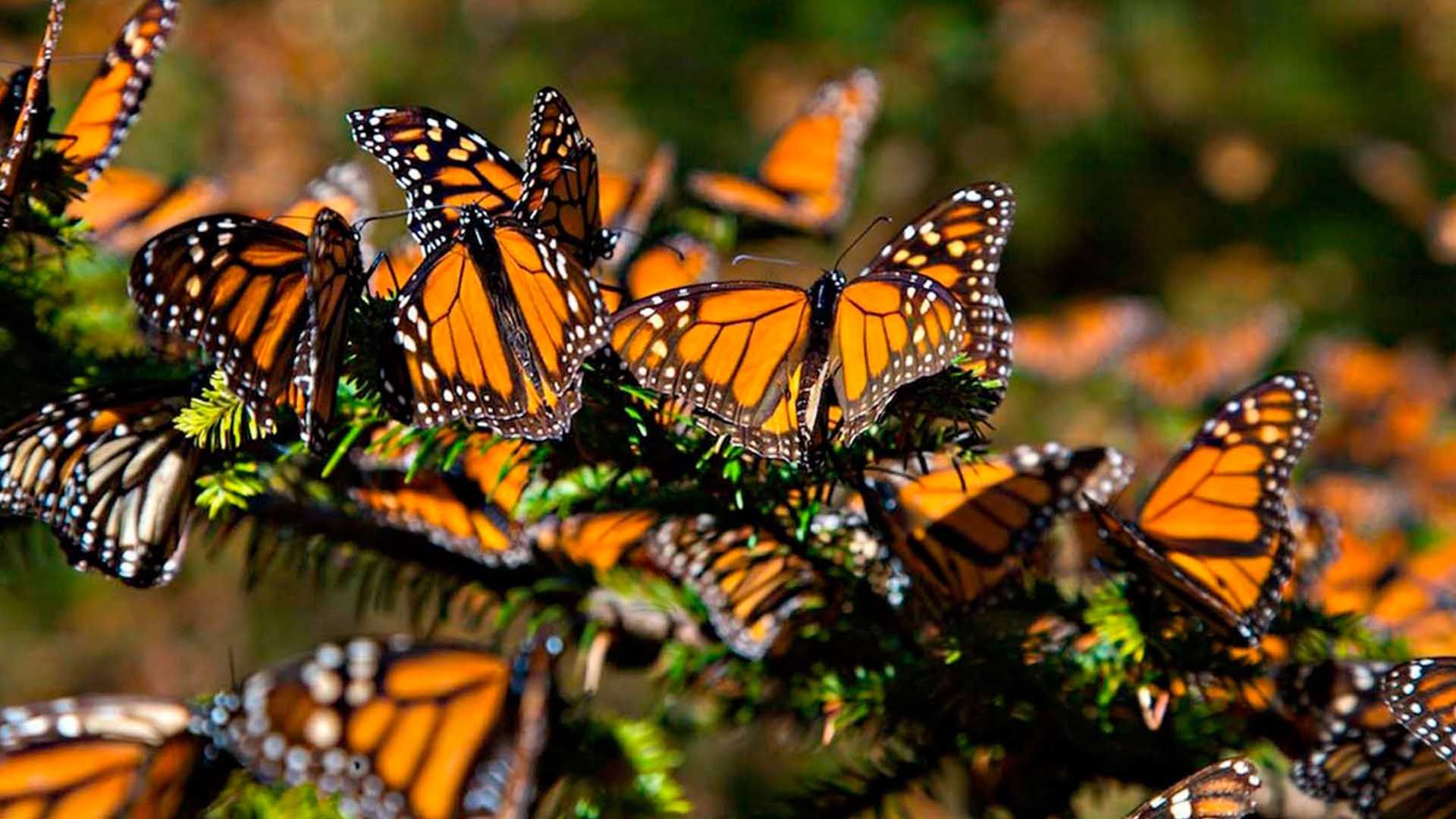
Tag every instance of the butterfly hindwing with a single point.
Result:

^^^^^^^^

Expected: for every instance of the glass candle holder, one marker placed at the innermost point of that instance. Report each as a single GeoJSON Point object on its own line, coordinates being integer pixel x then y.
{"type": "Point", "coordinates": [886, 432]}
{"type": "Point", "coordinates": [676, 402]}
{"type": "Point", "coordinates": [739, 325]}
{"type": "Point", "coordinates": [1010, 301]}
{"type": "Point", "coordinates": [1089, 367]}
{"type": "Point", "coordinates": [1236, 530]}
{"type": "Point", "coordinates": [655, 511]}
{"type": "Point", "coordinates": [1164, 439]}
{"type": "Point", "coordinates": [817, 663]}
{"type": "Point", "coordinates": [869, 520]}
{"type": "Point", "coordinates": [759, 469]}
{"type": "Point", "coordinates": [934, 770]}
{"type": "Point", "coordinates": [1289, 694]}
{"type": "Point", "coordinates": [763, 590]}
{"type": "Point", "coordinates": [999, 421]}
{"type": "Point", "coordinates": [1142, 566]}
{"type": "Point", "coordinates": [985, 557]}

^^^^^^^^

» Task objective
Show every line above that contains the string "instance", copying each one in full. Letter case matters.

» The reply
Tag every instance of the butterfly hindwing with a single point.
Expected: for every instance of the glass candle holder, one marker placed at the innermost point of that instance. Report each as a single GeoJSON Point object on its own line, coordinates being integer pixel x then y.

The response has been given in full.